* EXTRACTED ENTRIES *
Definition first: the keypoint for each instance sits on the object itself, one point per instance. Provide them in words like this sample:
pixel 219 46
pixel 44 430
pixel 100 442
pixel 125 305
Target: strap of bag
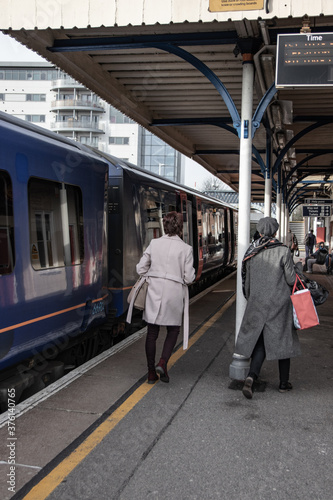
pixel 295 284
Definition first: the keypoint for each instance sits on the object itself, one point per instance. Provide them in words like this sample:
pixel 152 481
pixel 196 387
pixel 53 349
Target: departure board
pixel 304 60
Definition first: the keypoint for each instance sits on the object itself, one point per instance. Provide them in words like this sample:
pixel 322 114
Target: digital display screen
pixel 304 60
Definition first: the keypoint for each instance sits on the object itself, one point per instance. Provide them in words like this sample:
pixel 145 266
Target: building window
pixel 119 140
pixel 36 97
pixel 47 227
pixel 118 117
pixel 159 157
pixel 35 118
pixel 7 249
pixel 28 74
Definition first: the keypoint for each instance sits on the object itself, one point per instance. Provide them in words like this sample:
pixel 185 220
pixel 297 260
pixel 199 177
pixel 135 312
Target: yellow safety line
pixel 50 482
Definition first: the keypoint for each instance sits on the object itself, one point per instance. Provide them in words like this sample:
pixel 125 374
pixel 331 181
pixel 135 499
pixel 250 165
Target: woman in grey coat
pixel 168 263
pixel 267 328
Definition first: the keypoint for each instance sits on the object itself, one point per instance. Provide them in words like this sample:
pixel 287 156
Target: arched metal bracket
pixel 210 75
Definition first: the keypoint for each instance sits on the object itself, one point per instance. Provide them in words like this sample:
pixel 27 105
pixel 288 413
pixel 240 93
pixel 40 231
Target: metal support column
pixel 268 193
pixel 278 212
pixel 240 365
pixel 282 225
pixel 268 176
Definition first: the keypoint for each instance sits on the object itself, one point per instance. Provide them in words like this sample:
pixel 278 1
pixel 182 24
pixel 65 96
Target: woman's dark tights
pixel 258 357
pixel 169 343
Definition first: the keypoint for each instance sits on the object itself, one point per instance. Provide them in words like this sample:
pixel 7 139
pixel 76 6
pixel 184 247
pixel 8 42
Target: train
pixel 74 223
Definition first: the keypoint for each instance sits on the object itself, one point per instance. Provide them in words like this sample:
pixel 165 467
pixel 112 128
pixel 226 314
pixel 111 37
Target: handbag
pixel 318 292
pixel 138 293
pixel 304 311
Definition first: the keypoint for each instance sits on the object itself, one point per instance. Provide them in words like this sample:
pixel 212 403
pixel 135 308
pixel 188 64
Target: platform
pixel 110 435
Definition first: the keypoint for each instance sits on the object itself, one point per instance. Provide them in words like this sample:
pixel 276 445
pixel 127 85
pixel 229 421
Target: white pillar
pixel 239 366
pixel 268 195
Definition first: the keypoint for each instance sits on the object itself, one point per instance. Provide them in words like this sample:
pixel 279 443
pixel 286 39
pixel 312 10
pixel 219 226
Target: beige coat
pixel 168 262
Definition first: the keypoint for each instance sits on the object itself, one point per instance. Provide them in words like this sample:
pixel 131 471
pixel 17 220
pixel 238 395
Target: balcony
pixel 75 125
pixel 66 83
pixel 77 104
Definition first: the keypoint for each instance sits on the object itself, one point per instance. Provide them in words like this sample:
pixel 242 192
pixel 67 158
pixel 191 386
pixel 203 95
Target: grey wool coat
pixel 269 277
pixel 168 262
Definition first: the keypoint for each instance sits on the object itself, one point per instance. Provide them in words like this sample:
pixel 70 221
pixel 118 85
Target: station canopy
pixel 181 78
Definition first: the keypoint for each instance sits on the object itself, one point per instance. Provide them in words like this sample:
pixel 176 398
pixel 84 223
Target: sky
pixel 13 51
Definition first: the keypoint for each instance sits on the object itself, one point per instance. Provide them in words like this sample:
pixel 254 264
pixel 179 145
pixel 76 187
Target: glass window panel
pixel 46 225
pixel 7 248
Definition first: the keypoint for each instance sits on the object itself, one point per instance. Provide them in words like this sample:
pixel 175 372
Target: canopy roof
pixel 183 82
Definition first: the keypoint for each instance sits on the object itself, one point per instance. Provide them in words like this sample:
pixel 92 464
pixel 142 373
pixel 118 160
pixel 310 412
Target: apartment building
pixel 42 94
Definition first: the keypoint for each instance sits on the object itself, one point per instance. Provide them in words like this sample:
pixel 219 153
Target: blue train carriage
pixel 53 268
pixel 138 201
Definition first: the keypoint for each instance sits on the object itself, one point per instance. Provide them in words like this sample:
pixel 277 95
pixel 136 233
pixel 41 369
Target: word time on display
pixel 304 60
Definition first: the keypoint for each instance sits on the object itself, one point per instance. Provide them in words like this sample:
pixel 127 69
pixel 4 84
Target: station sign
pixel 233 5
pixel 316 211
pixel 304 60
pixel 318 201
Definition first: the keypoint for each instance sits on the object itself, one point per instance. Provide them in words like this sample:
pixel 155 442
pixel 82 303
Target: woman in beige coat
pixel 168 263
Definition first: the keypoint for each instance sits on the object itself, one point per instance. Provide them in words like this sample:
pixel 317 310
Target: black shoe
pixel 247 387
pixel 285 386
pixel 152 377
pixel 162 371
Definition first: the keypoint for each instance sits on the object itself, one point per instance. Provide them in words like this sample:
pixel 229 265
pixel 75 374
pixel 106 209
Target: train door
pixel 184 212
pixel 199 256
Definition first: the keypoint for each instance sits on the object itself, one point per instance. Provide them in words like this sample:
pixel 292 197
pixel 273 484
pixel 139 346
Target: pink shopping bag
pixel 305 313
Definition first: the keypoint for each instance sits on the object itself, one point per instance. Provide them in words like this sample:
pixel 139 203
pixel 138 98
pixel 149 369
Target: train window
pixel 7 254
pixel 154 203
pixel 56 227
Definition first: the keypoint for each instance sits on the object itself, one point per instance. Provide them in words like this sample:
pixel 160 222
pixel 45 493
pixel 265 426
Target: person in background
pixel 321 256
pixel 289 239
pixel 292 242
pixel 310 241
pixel 168 263
pixel 267 329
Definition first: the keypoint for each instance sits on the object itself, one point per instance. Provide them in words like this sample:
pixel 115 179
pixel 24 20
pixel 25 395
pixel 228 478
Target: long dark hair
pixel 173 224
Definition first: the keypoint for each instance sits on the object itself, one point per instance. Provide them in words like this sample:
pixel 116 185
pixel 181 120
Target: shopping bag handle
pixel 295 284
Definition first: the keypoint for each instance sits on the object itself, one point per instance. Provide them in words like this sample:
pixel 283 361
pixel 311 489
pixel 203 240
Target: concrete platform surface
pixel 194 438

* TASK PROMPT *
For every record above, repeat the text exactly and omit any picture.

* ANSWER TO THIS PROBLEM *
Definition first: the keypoint for each instance sits on the object itself, one point per instance. Provide them in words like this sample:
pixel 219 46
pixel 44 430
pixel 100 442
pixel 125 305
Target: strap of bag
pixel 295 284
Definition first: the keypoint for each instance sits on the object itself, one point per instance. Provide them in words like this sample:
pixel 152 481
pixel 196 387
pixel 53 349
Target: departure board
pixel 304 60
Definition first: the keypoint for each instance sits on the object itself, one point per instance. Provide them in words like this sample:
pixel 322 114
Target: digital display screen
pixel 304 60
Definition first: the keypoint for each instance sits on the object itself, one point per instance. Provide them in words like this sample:
pixel 145 266
Target: building window
pixel 119 140
pixel 36 97
pixel 47 227
pixel 118 117
pixel 159 157
pixel 35 118
pixel 7 249
pixel 28 74
Definition first: the keypoint for each instance sits on the object itself, one point per instance. Provide them in words like this sample:
pixel 185 220
pixel 297 260
pixel 199 177
pixel 135 312
Target: yellow safety line
pixel 50 482
Definition first: the keypoint for each instance sits on the object itself, one point per instance. Provide them in words like this sample:
pixel 125 374
pixel 331 181
pixel 135 499
pixel 250 165
Target: woman in grey coat
pixel 168 263
pixel 267 328
Definition first: the keypoint for each instance sits on the object itself, one point per instance. Provide them in words like this sample:
pixel 287 156
Target: arched metal bracket
pixel 210 75
Definition first: the keypoint for each instance sits on the object itself, one point per instance. Provide them in words like this sample:
pixel 27 105
pixel 288 413
pixel 240 93
pixel 40 231
Target: metal support column
pixel 268 193
pixel 278 212
pixel 240 365
pixel 282 225
pixel 268 176
Definition first: the keypoint for each instance sits on the object itself, one point per instance. Provide them in words like this sample:
pixel 278 1
pixel 182 24
pixel 65 96
Target: woman's dark tights
pixel 258 357
pixel 169 343
Definition first: the keypoint for each instance sits on the object itself, one point per instance. Provide them in words like this sample:
pixel 7 139
pixel 76 6
pixel 184 247
pixel 8 42
Target: train
pixel 74 223
Definition first: the keypoint for each instance sits on the object itself, one point per instance. Provide them in words like this sample:
pixel 165 467
pixel 112 128
pixel 226 314
pixel 111 37
Target: handbag
pixel 318 292
pixel 138 293
pixel 304 311
Definition first: the keypoint for each instance sits on the object itself, one point per instance. Provide them in words like this sample:
pixel 212 403
pixel 135 308
pixel 188 64
Target: platform
pixel 110 435
Definition first: the keypoint for each instance sits on the object itself, one point per instance. Provide them in words like this sample:
pixel 276 445
pixel 127 85
pixel 229 421
Target: white pillar
pixel 239 366
pixel 268 195
Definition first: the keypoint for each instance sits on the object itself, one point per instance. Provide them in words like this sample:
pixel 279 443
pixel 286 39
pixel 312 10
pixel 219 226
Target: beige coat
pixel 168 262
Definition first: the keypoint for each instance sits on the object itself, one point per instance. Provide them in words like this sample:
pixel 131 471
pixel 17 220
pixel 238 395
Target: balcony
pixel 75 125
pixel 66 83
pixel 77 104
Definition first: the keypoint for each instance sits on the object itself, one point per instance. Provide them in words like this sample:
pixel 242 192
pixel 67 158
pixel 191 386
pixel 203 95
Target: grey wool coat
pixel 269 277
pixel 168 262
Definition first: the keypoint for each instance sits on the object itself, one point per instance. Provide them in words like this sample:
pixel 70 221
pixel 118 85
Target: station canopy
pixel 181 78
Definition first: the keypoint for each instance sits on the object itself, one point per instance. Provide them in words like this sample:
pixel 176 398
pixel 84 223
Target: sky
pixel 13 51
Definition first: the keypoint for each instance sits on the object itself, one point per instance. Provide them in words like this sample:
pixel 254 264
pixel 179 145
pixel 76 187
Target: glass window panel
pixel 46 225
pixel 7 248
Definition first: the keypoint for each instance sits on the object itself, one point per instance. Provide them in words like this sample:
pixel 175 372
Target: canopy roof
pixel 183 82
Definition first: the keypoint for each instance sits on the object itself, one point per instance. Provide them in words like this sample:
pixel 92 464
pixel 142 373
pixel 118 160
pixel 310 412
Target: apartment building
pixel 42 94
Definition first: the keypoint for each instance sits on the object itself, one point per instance. Provide them in words like this sample:
pixel 219 153
Target: blue train carriage
pixel 53 268
pixel 138 201
Definition first: the keypoint for each instance sits on the object itself, one point per instance. Provide them in words like this sample:
pixel 277 95
pixel 136 233
pixel 41 369
Target: word time on display
pixel 304 60
Definition first: the keypoint for each instance sits on the object itself, one point per instance. Provide them in words like this sample:
pixel 127 69
pixel 4 84
Target: station sign
pixel 233 5
pixel 316 211
pixel 304 60
pixel 318 201
Definition first: the keypoint for each instance sits on the object itself, one point per instance. Provide them in words like this sample:
pixel 155 442
pixel 82 303
Target: woman in beige coat
pixel 168 263
Definition first: the keypoint for each instance sits on the object itself, one point per instance. Provide them in words like this sample:
pixel 317 310
Target: black shoe
pixel 247 387
pixel 285 386
pixel 152 377
pixel 162 371
Definition first: the keypoint for each instance sits on the object itself, one point per instance. Provide them in words like this sample:
pixel 229 265
pixel 75 374
pixel 106 209
Target: train door
pixel 184 212
pixel 199 256
Definition first: the keypoint for each instance sits on the object itself, one point per instance. Provide them in words like this sample:
pixel 292 197
pixel 273 484
pixel 139 346
Target: pink shopping bag
pixel 305 313
Definition first: the keypoint for each instance sits on the object itself, one point per instance. Provide them in words like this sample:
pixel 139 203
pixel 138 98
pixel 149 369
Target: train window
pixel 7 254
pixel 154 203
pixel 56 227
Definition first: the keypoint for each instance sits on the object itself, one point per instance. Provide them in words like this sample:
pixel 160 222
pixel 45 493
pixel 265 426
Target: person in background
pixel 321 256
pixel 289 239
pixel 292 242
pixel 310 241
pixel 168 263
pixel 267 329
Definition first: the keypoint for each instance sits on the object itself, one point per instance. Provide them in words like this sample:
pixel 115 179
pixel 24 20
pixel 25 395
pixel 228 478
Target: long dark hair
pixel 173 224
Definition first: the keypoint for each instance sits on the object itself, one point per instance. Provide them in words like this sample:
pixel 116 185
pixel 181 120
Target: shopping bag handle
pixel 295 284
Definition first: the keypoint for each instance sits on the object itself, one point per instance. Provide them in words like this sample:
pixel 283 361
pixel 311 489
pixel 203 240
Target: concrete platform surface
pixel 194 438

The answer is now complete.